*** Begin section ***

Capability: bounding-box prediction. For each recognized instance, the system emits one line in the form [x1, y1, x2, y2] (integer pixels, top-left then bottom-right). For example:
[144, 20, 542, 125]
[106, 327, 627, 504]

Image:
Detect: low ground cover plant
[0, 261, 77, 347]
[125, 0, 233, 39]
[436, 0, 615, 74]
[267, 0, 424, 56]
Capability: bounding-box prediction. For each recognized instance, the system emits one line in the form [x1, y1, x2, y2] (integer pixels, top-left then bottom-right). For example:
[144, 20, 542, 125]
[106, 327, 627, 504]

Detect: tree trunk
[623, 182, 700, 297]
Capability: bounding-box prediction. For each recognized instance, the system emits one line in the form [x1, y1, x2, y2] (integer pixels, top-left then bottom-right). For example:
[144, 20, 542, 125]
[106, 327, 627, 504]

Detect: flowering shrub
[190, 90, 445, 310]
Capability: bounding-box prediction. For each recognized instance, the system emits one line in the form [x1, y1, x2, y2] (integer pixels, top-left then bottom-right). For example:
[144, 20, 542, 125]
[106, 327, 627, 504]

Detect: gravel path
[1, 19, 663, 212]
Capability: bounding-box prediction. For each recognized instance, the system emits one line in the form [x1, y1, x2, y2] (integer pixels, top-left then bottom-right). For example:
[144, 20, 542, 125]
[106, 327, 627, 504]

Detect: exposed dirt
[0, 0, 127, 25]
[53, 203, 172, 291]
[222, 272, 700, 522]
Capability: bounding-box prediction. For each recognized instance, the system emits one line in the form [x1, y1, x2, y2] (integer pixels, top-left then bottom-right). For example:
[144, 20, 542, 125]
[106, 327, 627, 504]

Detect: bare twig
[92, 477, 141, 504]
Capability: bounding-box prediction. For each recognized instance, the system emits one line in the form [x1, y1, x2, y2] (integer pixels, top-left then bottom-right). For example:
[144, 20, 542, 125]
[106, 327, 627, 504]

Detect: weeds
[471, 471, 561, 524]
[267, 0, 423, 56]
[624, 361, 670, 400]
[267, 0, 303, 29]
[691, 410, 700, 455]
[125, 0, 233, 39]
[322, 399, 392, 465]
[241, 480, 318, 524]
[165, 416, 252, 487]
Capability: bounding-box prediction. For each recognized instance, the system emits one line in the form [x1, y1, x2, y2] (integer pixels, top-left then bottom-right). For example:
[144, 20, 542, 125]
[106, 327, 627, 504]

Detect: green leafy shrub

*** End section ***

## About this exercise:
Could you retype all of the material word for word?

## Written answer:
Capability: bounding-box prediction. For each recognized instance, the system emits one line in the form [x1, y1, x2, y2] (integer pixels, top-left then bottom-right). For example:
[144, 20, 542, 125]
[106, 327, 627, 504]

Image:
Detect: low ground cover plant
[0, 261, 77, 347]
[125, 0, 233, 39]
[436, 0, 615, 74]
[267, 0, 424, 56]
Capability: bounding-box prediction. For each recognized instance, the system emits one line in the form [x1, y1, x2, y2] (integer pixels, top-left then bottom-right). For example:
[144, 20, 542, 125]
[106, 327, 627, 504]

Detect: tree trunk
[623, 182, 700, 297]
Capability: bounding-box prediction. For each recognized instance, the system emits one line in the form [x1, y1, x2, y2] (integer pixels, top-left then bottom-right). For example:
[144, 20, 542, 125]
[106, 327, 627, 504]

Detect: flowering shrub
[190, 90, 445, 310]
Capability: bounding-box prediction. For each recognized instance, the system emits one line in the form [x1, y1, x2, y2] (integer pixels, top-left then bottom-right). For example:
[144, 20, 542, 125]
[106, 327, 627, 504]

Detect: gravel path
[1, 19, 663, 212]
Capability: bounding-box prediction. For each recognized instance, the system emits one line in the form [x1, y1, x2, y2] (integer pixels, top-left then bottom-right). For example:
[144, 20, 542, 125]
[106, 327, 627, 504]

Detect: exposed dirt
[0, 0, 127, 25]
[53, 203, 172, 291]
[222, 272, 700, 522]
Capability: bounding-box prediction. For each recognized instance, the system emits one line in the form [x1, y1, x2, y2] (integer pixels, top-left then bottom-right). For example:
[144, 20, 542, 125]
[106, 327, 627, 504]

Detect: bare twig
[92, 477, 141, 504]
Capability: bounding-box prediction. For each recognized instance, the system emits one line in the form [x1, y1, x2, y2] (integer pixels, top-left then bottom-right). For example:
[144, 20, 542, 125]
[106, 327, 627, 504]

Detect: weeds
[471, 471, 561, 524]
[267, 0, 423, 56]
[624, 361, 670, 400]
[267, 0, 303, 29]
[691, 410, 700, 455]
[125, 0, 233, 39]
[322, 399, 392, 465]
[241, 480, 318, 524]
[165, 416, 252, 487]
Capability: bounding-box prediction. For each recognized instance, the system emits one line in the form [x1, y1, x2, y2] (integer pixels, top-left then bottom-right). For example:
[144, 20, 542, 125]
[106, 327, 627, 504]

Detect: green leafy shrub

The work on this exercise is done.